## TEXTE DE LECTURE
================

Bepolar :On part dans un grand road trip jusqu’en Amérique du sud. Comment travaillez-vous vos romans ? Vous êtes de ces auteurs qui ont un plan bien précis en tête ?
Michaël Mention : Longtemps, j’ai eu besoin d’avoir le plan entier avant de me lancer, car j’avais peur de me planter. Maintenant, dès que j’ai les grandes lignes, je fonce. T’as beau avoir un plan, de nouvelles idées viennent s’y greffer en cours de route. Plus Franck progresse, plus il sème la mort. C’était l’un de mes axes de départ, et je l’ai poussé à l’extrême pour voir jusqu’où les lecteurs seraient prêts à me suivre. Je pense notamment à deux ou trois personnages, les rares à être gentils, qui se font dézinguer subitement : ce que j’appelle « des morts connes et injustes », comme il s’en produit parfois lors d’une partie de chasse. D’autres éléments sont inspirés directement de mon quotidien. J’écris souvent dans une brasserie vers Gare du Nord, un quartier avec beaucoup de toxicos, et je suis comme la plupart des gens : ça ne m’empêche pas de dormir, mais cette détresse me touche et persiste quelque part dans mon esprit. Alors, puisque je ne peux rien y changer, ou que je n’ai pas le courage de tout plaquer pour essayer de sauver ces gens, je parle d’eux et de leur détresse dans mon roman. C’est le moins que je puisse faire.

================

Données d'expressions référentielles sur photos
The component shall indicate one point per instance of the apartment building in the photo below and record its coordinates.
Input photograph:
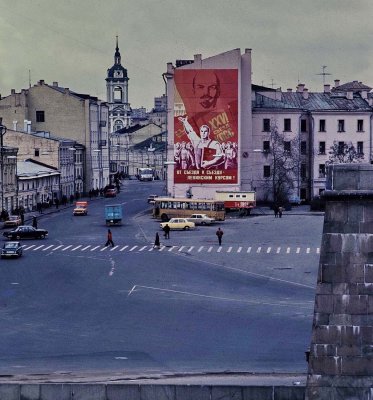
(322, 123)
(78, 117)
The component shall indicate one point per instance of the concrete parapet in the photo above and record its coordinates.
(341, 351)
(148, 392)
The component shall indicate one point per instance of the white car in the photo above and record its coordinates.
(201, 219)
(178, 223)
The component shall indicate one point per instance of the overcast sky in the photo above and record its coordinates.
(73, 41)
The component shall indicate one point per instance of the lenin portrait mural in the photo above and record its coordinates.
(206, 126)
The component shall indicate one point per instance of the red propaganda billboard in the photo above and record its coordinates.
(206, 126)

================

Recopiez à l'identique le passage de l'entretien avec Michaël Mention allant de « Bepolar :On part » jusqu'à « précis en tête ? ».

## RÉPONSE ATTENDUE
Bepolar :On part dans un grand road trip jusqu’en Amérique du sud. Comment travaillez-vous vos romans ? Vous êtes de ces auteurs qui ont un plan bien précis en tête ?